In the notes on running Spark on Amazon EMR, which instances need to be launched on a VPC?

-- START OF Excerpt provided --

How to create a cluster and run a Spark application on Amazon EMR.
# Start a cluster that needs a VPC
aws emr create-cluster --profile $KEY \
--name "Test Spark Cluster with VPC" \
--release-label emr-5.10.0 \
--applications Name=Hadoop Name=Spark \
--ec2-attributes KeyName=$KEY,SubnetId=subnet-xxxxxxx \
--instance-type r4.4xlarge \
--instance-count 3 \
--use-default-roles
$JAR=/usr/lib/spark/lib/spark-examples.jar
$KEY=MoissinB
# Create cluster with 1st step
aws emr create-cluster --profile $KEY \
--name "My Cluster" \
--release-label emr-5.10.0 \
--applications Name=Hadoop,Name=Spark \
--ec2-attributes KeyName=$KEY \
--instance-type m3.xlarge \
--instance-count 3 \
--auto-terminate\ #Cluster terminate at the end of the last step
--steps Type=Spark,\
Name="Spark Program - Task 1", \
ActionOnFailure=CONTINUE,\
Args=[--class,main.scala.task.Task1,$JAR] \
--use-default-roles
# Add an execution step (run another class from the jar)
aws emr add-steps --cluster-id j-2AXXXXXXGAPLF \
--steps Type=Spark,\
Name="Spark Program",\
ActionOnFailure=CONTINUE,\
Args=[--class,org.apache.spark.examples.SparkPi,$JAR,10]
Some instances with larger computational power need to be launched on a VPC (e.g. R4)

-- END OF Excerpt provided --
-- START OF Data extract --

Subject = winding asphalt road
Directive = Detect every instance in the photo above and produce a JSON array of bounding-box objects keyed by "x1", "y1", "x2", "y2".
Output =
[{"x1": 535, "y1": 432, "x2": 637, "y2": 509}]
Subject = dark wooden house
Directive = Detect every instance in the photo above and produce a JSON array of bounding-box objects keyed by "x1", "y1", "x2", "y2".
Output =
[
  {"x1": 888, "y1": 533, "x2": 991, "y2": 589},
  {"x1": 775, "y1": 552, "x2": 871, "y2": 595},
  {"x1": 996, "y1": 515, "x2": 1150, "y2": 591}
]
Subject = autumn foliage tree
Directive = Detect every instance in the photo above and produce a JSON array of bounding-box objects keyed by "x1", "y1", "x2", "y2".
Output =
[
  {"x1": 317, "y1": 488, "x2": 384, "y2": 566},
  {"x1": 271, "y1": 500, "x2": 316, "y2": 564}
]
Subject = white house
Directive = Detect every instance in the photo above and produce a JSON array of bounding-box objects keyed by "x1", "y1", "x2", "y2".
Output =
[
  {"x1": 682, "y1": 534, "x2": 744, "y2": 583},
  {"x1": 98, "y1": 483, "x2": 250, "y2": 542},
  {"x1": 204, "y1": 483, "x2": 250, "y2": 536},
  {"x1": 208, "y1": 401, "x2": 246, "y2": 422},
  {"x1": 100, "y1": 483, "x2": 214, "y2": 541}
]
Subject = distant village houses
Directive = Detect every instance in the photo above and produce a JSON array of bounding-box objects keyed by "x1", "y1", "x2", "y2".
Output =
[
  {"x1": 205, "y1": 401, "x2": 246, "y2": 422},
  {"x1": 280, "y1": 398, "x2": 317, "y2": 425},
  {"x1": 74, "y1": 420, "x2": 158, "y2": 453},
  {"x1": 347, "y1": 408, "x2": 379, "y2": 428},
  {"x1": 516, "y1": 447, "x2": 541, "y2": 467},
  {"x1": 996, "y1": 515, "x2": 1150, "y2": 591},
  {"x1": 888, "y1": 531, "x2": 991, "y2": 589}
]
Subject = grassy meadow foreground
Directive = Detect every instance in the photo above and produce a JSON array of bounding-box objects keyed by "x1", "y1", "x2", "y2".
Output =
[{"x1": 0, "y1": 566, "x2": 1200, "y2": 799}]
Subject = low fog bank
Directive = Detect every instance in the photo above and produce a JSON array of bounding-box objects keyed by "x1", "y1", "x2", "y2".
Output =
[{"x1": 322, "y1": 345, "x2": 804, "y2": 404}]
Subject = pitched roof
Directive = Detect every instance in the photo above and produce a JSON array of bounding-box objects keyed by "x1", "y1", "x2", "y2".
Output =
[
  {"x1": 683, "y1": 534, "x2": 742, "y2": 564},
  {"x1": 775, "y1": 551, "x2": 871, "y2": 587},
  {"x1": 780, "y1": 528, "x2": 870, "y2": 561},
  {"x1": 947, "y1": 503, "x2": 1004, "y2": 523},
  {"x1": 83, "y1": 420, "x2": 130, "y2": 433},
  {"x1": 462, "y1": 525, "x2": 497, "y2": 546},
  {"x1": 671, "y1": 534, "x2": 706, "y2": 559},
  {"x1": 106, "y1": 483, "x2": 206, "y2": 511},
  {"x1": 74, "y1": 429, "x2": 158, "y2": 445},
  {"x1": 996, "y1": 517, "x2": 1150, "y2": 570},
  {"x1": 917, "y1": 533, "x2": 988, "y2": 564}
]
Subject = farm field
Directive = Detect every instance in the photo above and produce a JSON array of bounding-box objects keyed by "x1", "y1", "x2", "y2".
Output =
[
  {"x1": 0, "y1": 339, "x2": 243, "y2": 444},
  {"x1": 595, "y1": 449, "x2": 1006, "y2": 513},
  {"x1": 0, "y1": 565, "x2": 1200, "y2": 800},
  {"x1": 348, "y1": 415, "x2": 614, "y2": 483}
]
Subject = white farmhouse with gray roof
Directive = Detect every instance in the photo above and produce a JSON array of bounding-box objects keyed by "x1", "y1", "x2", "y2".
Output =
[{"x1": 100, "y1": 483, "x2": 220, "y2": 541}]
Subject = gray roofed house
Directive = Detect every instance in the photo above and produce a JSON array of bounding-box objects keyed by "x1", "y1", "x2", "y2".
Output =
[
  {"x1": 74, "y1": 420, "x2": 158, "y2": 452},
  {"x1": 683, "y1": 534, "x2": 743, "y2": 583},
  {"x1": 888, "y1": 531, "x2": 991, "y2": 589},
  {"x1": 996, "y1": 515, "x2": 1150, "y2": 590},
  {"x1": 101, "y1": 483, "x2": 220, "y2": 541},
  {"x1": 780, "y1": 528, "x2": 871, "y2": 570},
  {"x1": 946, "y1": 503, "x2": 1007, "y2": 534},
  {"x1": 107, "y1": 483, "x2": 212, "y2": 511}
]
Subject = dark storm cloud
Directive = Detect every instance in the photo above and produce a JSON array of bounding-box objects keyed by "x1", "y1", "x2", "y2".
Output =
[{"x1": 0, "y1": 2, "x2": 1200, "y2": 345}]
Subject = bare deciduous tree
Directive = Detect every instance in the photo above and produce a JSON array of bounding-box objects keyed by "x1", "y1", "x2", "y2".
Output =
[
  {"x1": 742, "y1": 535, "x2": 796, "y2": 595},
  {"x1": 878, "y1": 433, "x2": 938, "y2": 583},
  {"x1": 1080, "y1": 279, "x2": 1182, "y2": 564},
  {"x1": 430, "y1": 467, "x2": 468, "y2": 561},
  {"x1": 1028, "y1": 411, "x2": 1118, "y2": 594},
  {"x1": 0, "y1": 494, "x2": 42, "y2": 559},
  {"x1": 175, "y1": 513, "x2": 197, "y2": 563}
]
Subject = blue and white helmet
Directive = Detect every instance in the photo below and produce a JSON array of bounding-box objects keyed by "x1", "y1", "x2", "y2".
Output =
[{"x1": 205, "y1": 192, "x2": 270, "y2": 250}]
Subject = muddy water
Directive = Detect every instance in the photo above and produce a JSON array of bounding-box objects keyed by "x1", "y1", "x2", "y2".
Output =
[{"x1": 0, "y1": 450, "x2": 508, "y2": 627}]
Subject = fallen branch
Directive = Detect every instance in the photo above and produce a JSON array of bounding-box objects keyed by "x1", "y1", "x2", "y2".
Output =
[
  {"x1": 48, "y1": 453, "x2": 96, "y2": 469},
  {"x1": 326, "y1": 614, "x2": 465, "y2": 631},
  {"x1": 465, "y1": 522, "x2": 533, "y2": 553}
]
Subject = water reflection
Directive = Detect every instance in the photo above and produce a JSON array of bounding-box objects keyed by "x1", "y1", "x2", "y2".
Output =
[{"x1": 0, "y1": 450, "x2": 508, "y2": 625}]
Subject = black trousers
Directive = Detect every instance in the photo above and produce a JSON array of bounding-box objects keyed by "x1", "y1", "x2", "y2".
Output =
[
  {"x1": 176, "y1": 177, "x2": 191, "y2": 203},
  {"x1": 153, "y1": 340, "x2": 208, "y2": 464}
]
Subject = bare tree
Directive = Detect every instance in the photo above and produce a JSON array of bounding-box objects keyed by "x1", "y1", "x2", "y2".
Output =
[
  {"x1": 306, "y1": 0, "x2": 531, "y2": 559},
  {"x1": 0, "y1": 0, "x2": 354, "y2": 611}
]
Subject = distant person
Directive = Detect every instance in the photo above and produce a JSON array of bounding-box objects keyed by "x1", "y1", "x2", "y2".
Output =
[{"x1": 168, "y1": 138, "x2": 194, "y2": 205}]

-- END OF Data extract --

▶ _Answer to the exercise_:
Some instances with larger computational power, such as R4.